__QUOTED PASSAGE__:
────────────────
The rest, as they say, is history. Eleven novels followed, at least three
of which made him a perpetual candidate for the Nobel Prize: the Dickensian
Leaven of Malice, the Jungian Fifth Business, and the Rabelaisian
The Rebel Angels.
Whether or not he actually deserved the Nobel Prize is a question I
leave for other heads to ponder. In his later years, as the head of Massey
College, a graduate school at the University of Toronto, Davies found the
ideal reward for his lifetime of work in Canadian letters and the ideal
setting for his large character. The thought that there will be for us
no more of his novels-with their high Anglican squabbles (Davies was received
into the Church of England in the late 1930s), their deep knowledge of
human foibles, and their real love for humankind-is a sad one. So, too,
is the thought that there will be for us no more of his jokes, his charm,
and his style. Our loss is the angels' gain.
While We're At It
- A lot of you-and I mean a lot-have still not sent us names of family
members, friends, and associates who should be FT subscribers. We will
check the names against our subscriber list, just in case some are closet
subscribers who have not let on to you that they go in for such high-class
reading. To the rest we will send a letter saying that you suggested we
get in touch and offering them a free sample issue. Think of how grateful
they will be to you.
────────────────
__RECORDS SHOWN__:
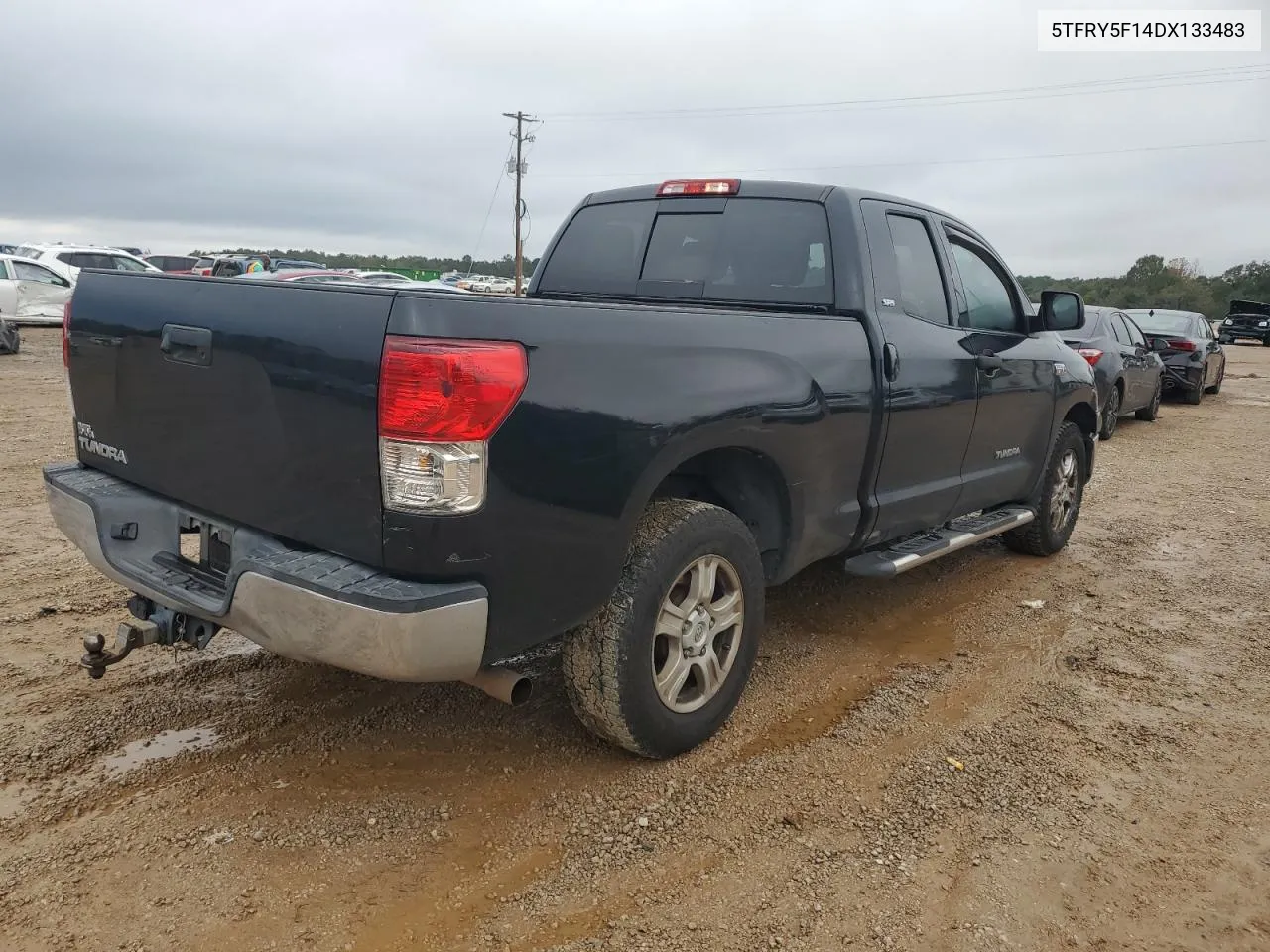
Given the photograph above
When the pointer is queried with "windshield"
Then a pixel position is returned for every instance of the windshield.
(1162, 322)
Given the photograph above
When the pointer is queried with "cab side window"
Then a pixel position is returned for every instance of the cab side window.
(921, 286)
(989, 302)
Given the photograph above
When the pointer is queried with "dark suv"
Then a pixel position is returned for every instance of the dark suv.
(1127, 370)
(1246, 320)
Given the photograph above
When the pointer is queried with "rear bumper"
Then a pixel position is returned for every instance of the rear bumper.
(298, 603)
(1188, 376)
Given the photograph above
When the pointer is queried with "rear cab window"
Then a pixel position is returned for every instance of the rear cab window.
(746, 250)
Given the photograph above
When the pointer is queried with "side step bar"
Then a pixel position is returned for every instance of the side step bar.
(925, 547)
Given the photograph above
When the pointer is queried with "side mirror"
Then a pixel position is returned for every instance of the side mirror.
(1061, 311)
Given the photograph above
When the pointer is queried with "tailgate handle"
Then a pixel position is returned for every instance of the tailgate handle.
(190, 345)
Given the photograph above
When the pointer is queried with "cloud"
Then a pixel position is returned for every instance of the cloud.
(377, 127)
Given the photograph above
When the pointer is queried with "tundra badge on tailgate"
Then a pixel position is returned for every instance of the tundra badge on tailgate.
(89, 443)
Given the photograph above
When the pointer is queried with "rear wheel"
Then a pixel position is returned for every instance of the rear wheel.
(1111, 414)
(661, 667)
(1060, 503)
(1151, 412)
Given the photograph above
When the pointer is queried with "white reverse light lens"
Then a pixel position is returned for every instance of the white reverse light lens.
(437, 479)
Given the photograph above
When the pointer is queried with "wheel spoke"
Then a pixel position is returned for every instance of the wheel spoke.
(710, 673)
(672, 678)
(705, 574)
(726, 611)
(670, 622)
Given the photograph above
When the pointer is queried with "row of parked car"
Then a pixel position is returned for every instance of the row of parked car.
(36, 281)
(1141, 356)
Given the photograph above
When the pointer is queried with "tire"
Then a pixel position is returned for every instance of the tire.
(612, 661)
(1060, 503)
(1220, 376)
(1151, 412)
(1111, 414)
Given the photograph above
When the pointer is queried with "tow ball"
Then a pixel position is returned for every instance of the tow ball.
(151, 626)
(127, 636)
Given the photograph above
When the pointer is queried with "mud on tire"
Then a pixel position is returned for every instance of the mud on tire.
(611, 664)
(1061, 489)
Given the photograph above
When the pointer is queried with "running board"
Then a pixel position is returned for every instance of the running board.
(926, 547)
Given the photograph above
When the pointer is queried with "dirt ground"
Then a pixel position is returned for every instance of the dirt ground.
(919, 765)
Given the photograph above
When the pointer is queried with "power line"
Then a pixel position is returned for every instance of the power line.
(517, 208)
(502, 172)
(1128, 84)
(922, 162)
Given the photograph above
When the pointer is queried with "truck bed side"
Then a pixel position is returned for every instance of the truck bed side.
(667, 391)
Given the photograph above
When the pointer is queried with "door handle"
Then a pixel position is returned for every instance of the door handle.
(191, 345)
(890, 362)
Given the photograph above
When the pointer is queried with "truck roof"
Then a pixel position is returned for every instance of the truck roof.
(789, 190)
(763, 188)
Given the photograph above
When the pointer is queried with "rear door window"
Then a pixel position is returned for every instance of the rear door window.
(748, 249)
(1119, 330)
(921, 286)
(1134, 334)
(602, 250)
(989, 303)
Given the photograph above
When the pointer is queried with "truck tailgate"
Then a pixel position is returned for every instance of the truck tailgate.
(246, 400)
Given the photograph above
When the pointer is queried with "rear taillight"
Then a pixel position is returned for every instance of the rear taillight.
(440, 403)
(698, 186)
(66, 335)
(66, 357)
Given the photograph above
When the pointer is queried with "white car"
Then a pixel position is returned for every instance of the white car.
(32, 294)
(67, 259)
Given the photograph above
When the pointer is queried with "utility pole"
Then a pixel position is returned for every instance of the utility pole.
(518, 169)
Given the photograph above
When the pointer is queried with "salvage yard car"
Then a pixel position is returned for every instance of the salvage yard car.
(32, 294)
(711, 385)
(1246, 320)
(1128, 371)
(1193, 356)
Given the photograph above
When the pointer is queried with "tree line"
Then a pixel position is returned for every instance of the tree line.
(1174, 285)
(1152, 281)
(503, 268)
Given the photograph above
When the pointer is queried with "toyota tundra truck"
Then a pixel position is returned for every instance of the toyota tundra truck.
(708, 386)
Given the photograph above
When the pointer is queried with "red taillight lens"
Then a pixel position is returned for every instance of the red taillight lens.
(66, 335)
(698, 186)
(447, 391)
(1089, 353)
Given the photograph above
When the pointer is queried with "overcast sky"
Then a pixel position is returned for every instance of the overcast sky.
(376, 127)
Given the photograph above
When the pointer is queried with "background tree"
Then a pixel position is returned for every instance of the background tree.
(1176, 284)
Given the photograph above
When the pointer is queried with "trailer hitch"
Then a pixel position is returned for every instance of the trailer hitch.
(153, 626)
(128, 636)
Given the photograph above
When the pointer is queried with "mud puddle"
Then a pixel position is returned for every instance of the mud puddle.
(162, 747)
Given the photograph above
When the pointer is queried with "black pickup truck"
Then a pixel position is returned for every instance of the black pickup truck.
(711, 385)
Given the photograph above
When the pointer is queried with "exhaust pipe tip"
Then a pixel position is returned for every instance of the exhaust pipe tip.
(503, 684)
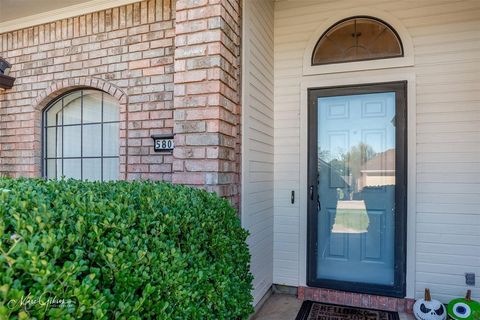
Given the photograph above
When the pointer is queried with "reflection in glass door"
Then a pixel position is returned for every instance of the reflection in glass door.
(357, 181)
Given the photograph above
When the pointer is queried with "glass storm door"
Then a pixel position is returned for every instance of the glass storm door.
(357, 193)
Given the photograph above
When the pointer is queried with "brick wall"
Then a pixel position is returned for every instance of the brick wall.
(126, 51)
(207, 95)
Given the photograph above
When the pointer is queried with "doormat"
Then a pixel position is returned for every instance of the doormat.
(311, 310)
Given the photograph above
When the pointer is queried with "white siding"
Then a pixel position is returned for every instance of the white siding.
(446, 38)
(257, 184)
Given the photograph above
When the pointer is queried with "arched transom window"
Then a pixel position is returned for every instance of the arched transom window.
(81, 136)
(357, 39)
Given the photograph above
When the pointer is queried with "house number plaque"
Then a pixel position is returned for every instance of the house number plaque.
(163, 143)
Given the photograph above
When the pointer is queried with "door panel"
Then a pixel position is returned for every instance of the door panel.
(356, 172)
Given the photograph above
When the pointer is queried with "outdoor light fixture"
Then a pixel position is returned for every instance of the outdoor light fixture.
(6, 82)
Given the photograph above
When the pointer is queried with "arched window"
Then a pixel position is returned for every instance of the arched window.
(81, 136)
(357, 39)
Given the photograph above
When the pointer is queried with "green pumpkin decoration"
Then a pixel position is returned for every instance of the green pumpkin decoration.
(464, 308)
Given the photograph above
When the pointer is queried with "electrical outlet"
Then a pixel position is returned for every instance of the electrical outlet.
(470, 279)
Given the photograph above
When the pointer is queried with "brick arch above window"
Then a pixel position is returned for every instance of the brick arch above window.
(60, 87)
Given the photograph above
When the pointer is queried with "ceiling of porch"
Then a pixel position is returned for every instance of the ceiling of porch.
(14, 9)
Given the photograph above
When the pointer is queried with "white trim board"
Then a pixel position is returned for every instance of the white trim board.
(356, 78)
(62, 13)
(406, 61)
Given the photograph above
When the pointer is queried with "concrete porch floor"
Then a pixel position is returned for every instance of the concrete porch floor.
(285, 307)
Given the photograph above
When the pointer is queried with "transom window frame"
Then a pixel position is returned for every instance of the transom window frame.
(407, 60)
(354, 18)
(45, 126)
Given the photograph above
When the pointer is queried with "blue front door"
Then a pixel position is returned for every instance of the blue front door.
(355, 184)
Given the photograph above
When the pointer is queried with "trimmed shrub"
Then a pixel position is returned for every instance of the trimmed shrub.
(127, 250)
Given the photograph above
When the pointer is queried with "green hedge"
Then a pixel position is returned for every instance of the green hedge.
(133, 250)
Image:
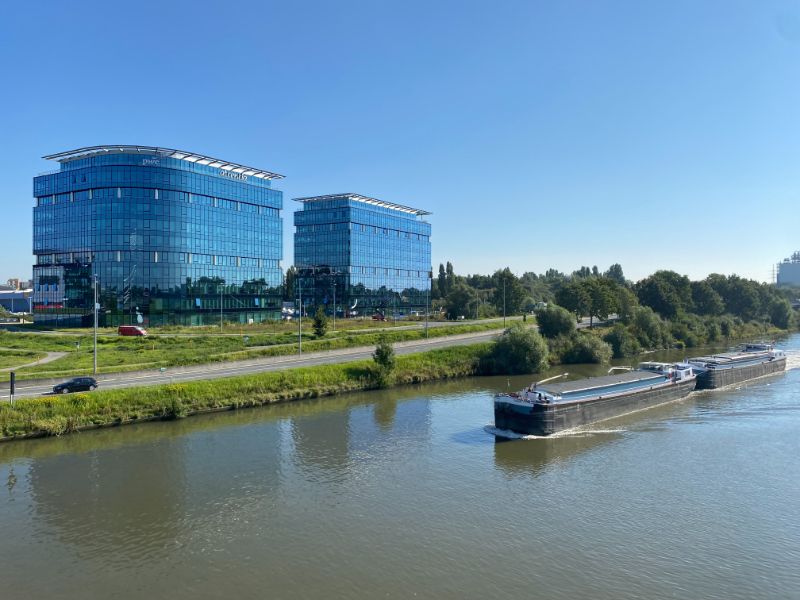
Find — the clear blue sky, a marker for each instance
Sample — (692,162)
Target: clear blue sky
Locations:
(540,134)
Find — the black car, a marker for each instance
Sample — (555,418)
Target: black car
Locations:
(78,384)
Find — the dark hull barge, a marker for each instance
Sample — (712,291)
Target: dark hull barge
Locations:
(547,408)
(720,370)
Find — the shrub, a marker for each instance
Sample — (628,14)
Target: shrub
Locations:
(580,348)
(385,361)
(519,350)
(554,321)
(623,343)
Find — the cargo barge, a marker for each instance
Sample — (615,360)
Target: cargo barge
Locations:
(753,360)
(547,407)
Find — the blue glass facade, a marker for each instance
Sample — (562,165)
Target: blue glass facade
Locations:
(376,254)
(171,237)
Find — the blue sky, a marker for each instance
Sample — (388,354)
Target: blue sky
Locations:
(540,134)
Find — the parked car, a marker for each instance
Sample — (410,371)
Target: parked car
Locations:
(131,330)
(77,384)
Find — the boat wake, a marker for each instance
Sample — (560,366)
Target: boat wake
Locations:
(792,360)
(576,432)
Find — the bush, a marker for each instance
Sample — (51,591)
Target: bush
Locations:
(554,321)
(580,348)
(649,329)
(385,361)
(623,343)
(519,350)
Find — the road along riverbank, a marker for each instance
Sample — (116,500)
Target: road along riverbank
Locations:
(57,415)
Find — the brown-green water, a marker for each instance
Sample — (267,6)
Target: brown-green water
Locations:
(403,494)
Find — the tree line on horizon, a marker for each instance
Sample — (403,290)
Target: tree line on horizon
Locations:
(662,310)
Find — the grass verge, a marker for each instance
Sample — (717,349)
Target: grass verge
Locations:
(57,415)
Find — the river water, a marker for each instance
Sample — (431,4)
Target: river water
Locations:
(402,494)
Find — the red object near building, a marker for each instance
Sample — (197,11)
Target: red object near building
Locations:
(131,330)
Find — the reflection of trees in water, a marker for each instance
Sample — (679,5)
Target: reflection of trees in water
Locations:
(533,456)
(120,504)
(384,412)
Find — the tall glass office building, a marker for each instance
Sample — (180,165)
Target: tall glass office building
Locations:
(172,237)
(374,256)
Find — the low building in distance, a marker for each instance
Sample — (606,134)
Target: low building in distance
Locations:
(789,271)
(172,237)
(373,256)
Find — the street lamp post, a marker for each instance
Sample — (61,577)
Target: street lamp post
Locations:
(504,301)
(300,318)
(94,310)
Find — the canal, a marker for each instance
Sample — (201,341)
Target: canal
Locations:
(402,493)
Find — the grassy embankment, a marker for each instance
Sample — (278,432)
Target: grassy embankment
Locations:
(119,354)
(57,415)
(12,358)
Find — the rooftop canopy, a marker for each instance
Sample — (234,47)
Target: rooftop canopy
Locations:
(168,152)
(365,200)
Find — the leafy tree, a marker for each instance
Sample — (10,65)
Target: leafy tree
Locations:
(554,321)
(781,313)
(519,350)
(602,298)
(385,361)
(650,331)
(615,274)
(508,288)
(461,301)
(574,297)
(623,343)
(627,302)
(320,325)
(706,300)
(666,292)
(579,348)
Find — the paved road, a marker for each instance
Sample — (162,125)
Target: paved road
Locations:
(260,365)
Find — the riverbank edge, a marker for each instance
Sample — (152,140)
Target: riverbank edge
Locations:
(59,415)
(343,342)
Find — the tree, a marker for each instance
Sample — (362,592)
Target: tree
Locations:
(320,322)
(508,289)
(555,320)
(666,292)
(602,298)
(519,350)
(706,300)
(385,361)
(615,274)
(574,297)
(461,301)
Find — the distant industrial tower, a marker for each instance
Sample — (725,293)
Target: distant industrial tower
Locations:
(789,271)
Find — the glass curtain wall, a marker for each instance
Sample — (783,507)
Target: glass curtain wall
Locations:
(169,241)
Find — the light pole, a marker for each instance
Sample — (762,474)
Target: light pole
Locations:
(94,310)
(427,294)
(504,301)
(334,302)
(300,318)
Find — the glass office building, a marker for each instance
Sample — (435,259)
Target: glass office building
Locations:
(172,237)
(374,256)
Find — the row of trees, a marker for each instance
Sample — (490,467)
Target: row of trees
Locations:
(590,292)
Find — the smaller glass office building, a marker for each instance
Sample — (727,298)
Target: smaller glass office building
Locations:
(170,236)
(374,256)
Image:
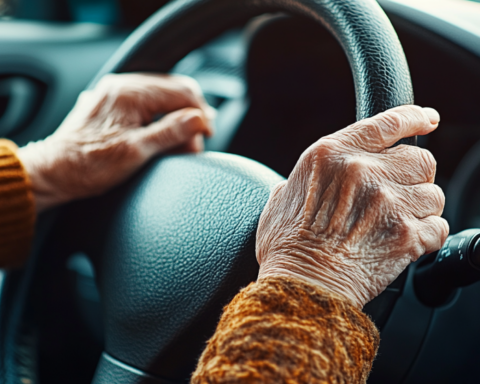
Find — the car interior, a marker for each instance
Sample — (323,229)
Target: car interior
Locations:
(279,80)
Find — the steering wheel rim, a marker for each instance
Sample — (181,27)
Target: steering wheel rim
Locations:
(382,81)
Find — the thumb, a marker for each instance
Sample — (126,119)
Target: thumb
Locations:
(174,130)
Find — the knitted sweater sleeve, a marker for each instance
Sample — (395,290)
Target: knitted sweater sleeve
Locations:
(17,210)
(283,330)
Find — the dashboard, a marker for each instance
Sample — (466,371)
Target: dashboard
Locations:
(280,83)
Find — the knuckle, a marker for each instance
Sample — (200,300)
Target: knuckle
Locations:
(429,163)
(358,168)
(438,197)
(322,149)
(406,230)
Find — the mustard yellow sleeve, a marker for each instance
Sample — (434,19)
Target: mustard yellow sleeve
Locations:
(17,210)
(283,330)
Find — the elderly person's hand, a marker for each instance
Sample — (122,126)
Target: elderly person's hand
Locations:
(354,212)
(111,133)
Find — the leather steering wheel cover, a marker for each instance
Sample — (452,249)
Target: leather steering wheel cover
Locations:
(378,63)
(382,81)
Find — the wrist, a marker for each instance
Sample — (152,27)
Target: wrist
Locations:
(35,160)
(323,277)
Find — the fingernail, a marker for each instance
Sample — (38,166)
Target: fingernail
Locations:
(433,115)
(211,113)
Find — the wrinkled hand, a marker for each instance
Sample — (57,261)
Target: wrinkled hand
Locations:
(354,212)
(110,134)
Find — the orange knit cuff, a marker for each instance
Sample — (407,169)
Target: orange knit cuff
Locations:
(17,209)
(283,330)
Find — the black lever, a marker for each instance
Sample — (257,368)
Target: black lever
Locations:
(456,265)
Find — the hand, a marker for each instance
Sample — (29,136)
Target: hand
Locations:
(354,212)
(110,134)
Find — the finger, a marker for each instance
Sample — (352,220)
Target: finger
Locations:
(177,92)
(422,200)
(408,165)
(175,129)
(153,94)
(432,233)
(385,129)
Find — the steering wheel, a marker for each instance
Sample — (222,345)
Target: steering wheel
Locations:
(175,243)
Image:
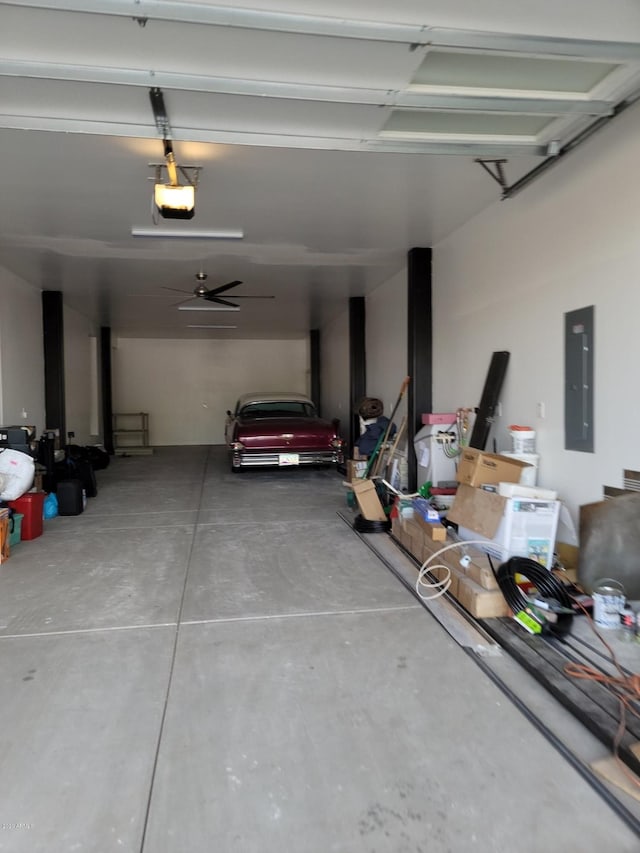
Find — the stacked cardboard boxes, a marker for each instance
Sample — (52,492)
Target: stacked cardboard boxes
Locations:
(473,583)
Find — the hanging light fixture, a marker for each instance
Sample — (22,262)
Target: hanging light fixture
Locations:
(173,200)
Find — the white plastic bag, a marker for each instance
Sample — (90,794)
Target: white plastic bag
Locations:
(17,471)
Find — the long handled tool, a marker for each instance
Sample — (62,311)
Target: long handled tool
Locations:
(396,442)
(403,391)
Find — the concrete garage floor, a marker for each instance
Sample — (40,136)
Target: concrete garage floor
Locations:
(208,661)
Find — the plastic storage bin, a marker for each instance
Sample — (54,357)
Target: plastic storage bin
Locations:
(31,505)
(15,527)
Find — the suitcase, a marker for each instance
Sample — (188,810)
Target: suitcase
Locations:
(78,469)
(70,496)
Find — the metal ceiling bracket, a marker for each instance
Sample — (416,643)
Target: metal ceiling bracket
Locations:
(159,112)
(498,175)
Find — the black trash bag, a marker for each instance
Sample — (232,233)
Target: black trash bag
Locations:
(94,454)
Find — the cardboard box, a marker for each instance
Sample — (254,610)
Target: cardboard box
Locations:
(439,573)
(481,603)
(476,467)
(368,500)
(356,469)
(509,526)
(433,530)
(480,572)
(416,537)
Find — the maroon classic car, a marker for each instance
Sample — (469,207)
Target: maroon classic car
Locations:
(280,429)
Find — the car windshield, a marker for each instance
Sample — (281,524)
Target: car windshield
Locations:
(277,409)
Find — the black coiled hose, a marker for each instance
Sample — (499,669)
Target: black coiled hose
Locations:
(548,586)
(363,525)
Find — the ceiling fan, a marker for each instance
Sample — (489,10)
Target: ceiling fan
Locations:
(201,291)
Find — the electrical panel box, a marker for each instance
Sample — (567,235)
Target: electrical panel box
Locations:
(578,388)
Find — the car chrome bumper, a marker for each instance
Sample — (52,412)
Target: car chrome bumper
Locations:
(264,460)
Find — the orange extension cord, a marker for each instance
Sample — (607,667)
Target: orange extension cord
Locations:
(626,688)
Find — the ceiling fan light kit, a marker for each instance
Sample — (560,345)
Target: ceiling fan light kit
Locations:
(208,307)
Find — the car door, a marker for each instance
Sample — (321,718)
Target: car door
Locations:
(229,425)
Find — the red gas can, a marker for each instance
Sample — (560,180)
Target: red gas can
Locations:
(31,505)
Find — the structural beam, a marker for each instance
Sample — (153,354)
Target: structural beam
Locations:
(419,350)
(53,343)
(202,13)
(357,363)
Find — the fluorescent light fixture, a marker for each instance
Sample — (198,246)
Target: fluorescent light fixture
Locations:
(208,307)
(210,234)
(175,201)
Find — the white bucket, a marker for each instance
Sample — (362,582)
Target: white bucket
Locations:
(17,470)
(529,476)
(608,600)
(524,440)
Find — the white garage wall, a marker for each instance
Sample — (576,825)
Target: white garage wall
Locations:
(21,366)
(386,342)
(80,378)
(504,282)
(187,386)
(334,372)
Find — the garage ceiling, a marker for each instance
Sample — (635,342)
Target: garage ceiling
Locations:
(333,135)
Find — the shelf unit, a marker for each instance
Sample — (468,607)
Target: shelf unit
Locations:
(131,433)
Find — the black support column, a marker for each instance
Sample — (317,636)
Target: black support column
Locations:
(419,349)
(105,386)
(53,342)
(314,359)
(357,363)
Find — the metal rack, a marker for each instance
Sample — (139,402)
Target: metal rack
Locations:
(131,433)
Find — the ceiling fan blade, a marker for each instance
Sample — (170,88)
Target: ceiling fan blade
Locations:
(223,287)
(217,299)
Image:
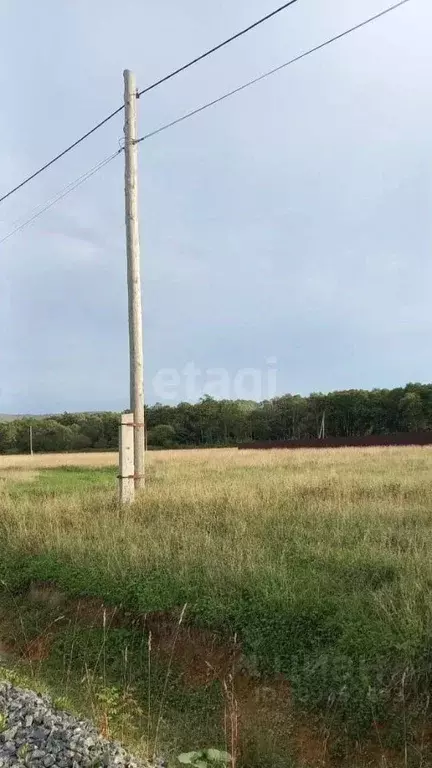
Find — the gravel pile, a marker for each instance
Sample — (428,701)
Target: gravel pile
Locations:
────────────────
__TASK A__: According to the excerpt, what position did Davies hold in his later years?
__TASK B__: Summarize the excerpt in two sentences.

__COMPLETE RESPONSE A__: He was head of Massey College, a graduate school at the University of Toronto.

__COMPLETE RESPONSE B__: Davies wrote eleven more novels, at least three of which made him a perpetual Nobel Prize candidate, and in his later years he headed Massey College at the University of Toronto. The writer calls it sad that there will be no more of his novels, jokes, charm, and style, and a separate note asks readers to send names of people who should be FT subscribers so they can be offered a free sample issue.